VERIFICA LA COMPRENSIONE:
(a) Elenca tutti i nomi propri di luogo che compaiono nel brano sul Memoriale della Shoah.
(b) Riformula in modo più conciso il paragrafo del brano sul Memoriale della Shoah che inizia con "Martedì 11 febbraio", conservandone i fatti principali.
(c) Riscrivi il tratto del brano sul Memoriale della Shoah da "Martedì 11 febbraio, terza" fino a "niente, avevano paura.", sostituendo "guida" con "mediatrice".

BRANO DI RIFERIMENTO:
______

Visita al Memoriale della Shoah

Martedì 11 febbraio, terza D e terza E si sono recati al Memoriale della Shoah a Milano, collocato sotto la Stazione Centrale. Appena arrivati, ci siamo seduti proprio davanti a un enorme muro in cemento armato, dove ci ha accolti una guida che ci ha spiegato il significato di questa enorme parete sulla quale campeggia la parola “indifferenza” a caratteri cubitali: è stata la senatrice Liliana Segre, milanese di origini ebree, a volere questo muro perché, quando, suo padre Alberto e lei, appena tredicenne, furono portati alla stazione per essere deportati ad Auschwitz, le persone erano indifferenti, facevano finta di niente, avevano paura.

______

DATI DI ESERCITAZIONE:
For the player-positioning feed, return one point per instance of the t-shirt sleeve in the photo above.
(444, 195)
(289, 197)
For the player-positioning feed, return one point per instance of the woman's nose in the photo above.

______

RISPOSTE PER NUMERO:
(a) Memoriale della Shoah, Milano, Stazione Centrale, Auschwitz

(b) Martedì 11 febbraio le classi terza D e terza E hanno visitato il Memoriale della Shoah di Milano, situato sotto la Stazione Centrale. Una guida ha spiegato il significato del grande muro in cemento armato con la scritta “indifferenza”. Lo ha voluto la senatrice Liliana Segre, milanese di origini ebree. Quando lei, tredicenne, e il padre Alberto furono condotti alla stazione per essere deportati ad Auschwitz, la gente rimase indifferente, finse di niente e ebbe paura.

(c)
Martedì 11 febbraio, terza D e terza E si sono recati al Memoriale della Shoah a Milano, collocato sotto la Stazione Centrale. Appena arrivati, ci siamo seduti proprio davanti a un enorme muro in cemento armato, dove ci ha accolti una mediatrice che ci ha spiegato il significato di questa enorme parete sulla quale campeggia la parola “indifferenza” a caratteri cubitali: è stata la senatrice Liliana Segre, milanese di origini ebree, a volere questo muro perché, quando, suo padre Alberto e lei, appena tredicenne, furono portati alla stazione per essere deportati ad Auschwitz, le persone erano indifferenti, facevano finta di niente, avevano paura.